## Goal of the exercise
How many separate lines in this material contain the string "turquoise"? Respond with the number alone.
Data for this exercise: Begin
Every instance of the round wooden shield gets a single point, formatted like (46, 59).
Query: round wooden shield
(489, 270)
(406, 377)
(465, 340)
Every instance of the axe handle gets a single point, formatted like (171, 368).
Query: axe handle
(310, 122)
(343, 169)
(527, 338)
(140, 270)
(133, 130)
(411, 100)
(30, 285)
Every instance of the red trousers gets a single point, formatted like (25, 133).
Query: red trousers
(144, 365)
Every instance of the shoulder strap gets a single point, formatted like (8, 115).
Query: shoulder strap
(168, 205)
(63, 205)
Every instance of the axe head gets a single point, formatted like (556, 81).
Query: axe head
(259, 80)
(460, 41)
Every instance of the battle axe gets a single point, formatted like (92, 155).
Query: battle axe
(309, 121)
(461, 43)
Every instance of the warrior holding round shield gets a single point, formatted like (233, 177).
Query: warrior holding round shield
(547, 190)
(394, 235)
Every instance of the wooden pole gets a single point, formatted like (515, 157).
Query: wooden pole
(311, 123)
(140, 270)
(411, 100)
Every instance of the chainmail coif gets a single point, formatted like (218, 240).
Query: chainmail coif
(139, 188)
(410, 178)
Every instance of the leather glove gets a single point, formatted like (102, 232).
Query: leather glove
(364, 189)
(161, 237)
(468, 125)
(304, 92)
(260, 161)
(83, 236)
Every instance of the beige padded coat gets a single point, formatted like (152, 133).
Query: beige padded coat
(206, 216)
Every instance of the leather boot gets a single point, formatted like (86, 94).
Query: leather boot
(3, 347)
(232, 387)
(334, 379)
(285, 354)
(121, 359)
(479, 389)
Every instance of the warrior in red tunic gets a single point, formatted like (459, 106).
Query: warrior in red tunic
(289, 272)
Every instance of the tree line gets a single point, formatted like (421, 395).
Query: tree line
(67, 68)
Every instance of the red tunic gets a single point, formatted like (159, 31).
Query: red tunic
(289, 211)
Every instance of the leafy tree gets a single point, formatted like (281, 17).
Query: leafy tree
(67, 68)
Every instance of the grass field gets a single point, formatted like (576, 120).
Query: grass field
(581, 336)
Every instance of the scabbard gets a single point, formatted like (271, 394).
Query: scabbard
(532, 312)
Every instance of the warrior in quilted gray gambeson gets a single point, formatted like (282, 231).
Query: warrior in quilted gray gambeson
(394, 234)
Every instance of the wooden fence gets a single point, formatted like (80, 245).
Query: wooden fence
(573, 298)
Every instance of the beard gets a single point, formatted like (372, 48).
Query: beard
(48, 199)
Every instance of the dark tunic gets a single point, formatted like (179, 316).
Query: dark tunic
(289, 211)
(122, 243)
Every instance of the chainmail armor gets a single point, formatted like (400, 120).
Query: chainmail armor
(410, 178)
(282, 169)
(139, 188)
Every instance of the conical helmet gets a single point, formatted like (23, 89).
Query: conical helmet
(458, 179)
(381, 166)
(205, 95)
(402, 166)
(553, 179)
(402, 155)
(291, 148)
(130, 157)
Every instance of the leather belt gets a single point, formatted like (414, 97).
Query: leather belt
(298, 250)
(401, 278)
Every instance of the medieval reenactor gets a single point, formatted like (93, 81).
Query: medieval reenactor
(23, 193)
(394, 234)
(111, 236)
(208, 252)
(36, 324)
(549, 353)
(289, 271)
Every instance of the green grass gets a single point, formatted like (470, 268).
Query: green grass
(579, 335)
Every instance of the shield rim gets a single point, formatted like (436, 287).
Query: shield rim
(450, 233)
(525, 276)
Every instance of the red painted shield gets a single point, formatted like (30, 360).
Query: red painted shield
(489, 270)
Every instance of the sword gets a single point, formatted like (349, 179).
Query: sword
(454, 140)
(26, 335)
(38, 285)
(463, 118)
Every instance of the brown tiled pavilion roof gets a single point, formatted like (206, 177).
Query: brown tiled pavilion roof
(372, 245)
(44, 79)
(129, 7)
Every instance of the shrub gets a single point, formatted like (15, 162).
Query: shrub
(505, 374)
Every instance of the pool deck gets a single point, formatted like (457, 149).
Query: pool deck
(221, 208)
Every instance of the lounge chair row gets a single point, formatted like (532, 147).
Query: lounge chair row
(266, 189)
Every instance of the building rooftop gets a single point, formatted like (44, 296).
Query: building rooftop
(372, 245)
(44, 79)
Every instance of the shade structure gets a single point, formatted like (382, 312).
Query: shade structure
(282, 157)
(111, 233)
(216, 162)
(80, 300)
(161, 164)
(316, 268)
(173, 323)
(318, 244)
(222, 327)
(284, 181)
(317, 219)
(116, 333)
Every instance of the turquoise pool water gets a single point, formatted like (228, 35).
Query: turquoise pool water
Data for this exercise: End
## Solved problem
2